• [What is expected]:
Please give an exact copy of every line from the one holding "Spot the rabbit's ear" through the final line of the records below.

Top of Recorded data

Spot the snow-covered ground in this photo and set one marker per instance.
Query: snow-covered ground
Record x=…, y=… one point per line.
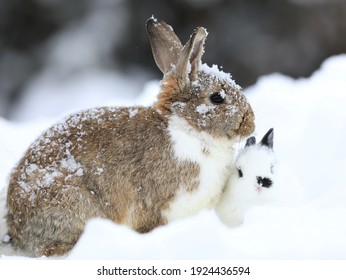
x=306, y=222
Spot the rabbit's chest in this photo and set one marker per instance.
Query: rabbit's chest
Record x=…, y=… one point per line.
x=214, y=158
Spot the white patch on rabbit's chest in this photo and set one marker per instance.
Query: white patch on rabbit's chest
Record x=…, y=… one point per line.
x=214, y=157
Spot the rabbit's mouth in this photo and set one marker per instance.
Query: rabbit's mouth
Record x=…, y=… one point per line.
x=247, y=126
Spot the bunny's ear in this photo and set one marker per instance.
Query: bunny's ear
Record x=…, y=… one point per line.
x=250, y=141
x=190, y=57
x=268, y=139
x=165, y=45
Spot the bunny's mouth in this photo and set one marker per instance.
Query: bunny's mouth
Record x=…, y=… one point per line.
x=247, y=126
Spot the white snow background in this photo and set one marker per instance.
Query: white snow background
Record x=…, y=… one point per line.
x=308, y=221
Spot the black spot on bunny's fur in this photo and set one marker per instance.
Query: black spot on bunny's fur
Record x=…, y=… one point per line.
x=264, y=182
x=217, y=98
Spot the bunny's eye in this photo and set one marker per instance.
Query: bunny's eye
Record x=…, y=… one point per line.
x=217, y=98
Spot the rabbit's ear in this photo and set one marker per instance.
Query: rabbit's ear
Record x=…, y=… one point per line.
x=250, y=141
x=268, y=139
x=165, y=45
x=190, y=57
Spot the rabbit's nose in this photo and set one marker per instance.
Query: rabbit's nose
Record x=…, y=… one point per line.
x=264, y=182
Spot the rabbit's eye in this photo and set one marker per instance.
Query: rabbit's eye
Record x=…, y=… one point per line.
x=217, y=98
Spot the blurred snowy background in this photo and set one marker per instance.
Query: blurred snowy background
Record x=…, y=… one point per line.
x=71, y=54
x=59, y=56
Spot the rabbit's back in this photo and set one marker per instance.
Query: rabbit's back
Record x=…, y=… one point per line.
x=92, y=165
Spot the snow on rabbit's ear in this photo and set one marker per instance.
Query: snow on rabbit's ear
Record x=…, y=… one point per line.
x=250, y=141
x=268, y=139
x=191, y=55
x=165, y=44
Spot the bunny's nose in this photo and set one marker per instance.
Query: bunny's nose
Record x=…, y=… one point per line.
x=264, y=182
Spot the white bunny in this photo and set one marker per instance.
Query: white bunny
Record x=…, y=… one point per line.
x=251, y=182
x=138, y=166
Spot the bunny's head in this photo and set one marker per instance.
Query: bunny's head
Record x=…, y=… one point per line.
x=207, y=98
x=255, y=163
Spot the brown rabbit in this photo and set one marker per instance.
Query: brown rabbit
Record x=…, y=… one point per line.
x=138, y=166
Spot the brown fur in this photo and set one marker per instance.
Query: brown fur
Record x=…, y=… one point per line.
x=119, y=163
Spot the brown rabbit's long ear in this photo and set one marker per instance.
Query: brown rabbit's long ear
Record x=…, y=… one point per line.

Bottom of Recorded data

• [Response]:
Spot the rabbit's ear in this photo and set one marker per instance.
Query: rabbit's ear
Record x=…, y=… one point per line.
x=250, y=141
x=268, y=139
x=165, y=45
x=190, y=57
Spot the rabbit's nose in this photo and set one marker per instance.
Query: rabbit's nose
Record x=…, y=… one point per line.
x=264, y=182
Spot the rabbit's eye in this photo and set one marker per instance.
Query: rabbit's eye
Record x=…, y=… one point per line.
x=217, y=98
Spot the blurred snowy background in this photo and set one marker per instance.
Query: blurred snowy background
Record x=…, y=… one point per line.
x=71, y=54
x=59, y=56
Spot the rabbit's back in this photo and set one marker per instance.
Query: rabbit's back
Record x=…, y=… one point per line.
x=92, y=165
Spot the snow on rabbit's ear in this photo and set one marker per instance.
Query: snow on rabbit's ear
Record x=…, y=… one point per line.
x=250, y=141
x=268, y=139
x=191, y=55
x=165, y=44
Spot the bunny's nose in this photo and set one marker per instance.
Query: bunny's nose
Record x=…, y=… one point per line.
x=264, y=182
Spot the white bunny in this photo and set one marker per instance.
Query: white bunny
Record x=…, y=… one point per line.
x=251, y=182
x=138, y=166
Spot the bunny's head in this photo and set one marker per instance.
Query: bunny's head
Record x=…, y=… one point per line.
x=207, y=98
x=255, y=163
Spot the brown rabbit in this photo and set one marker per instance.
Query: brown rabbit
Record x=…, y=… one point per line.
x=138, y=166
Spot the brown fur in this photo and set one marker per instance.
Query: brown fur
Record x=…, y=… one point per line.
x=119, y=163
Spot the brown rabbit's long ear in this photo and set one marker per instance.
Query: brown rabbit's long ear
Record x=…, y=… one point per line.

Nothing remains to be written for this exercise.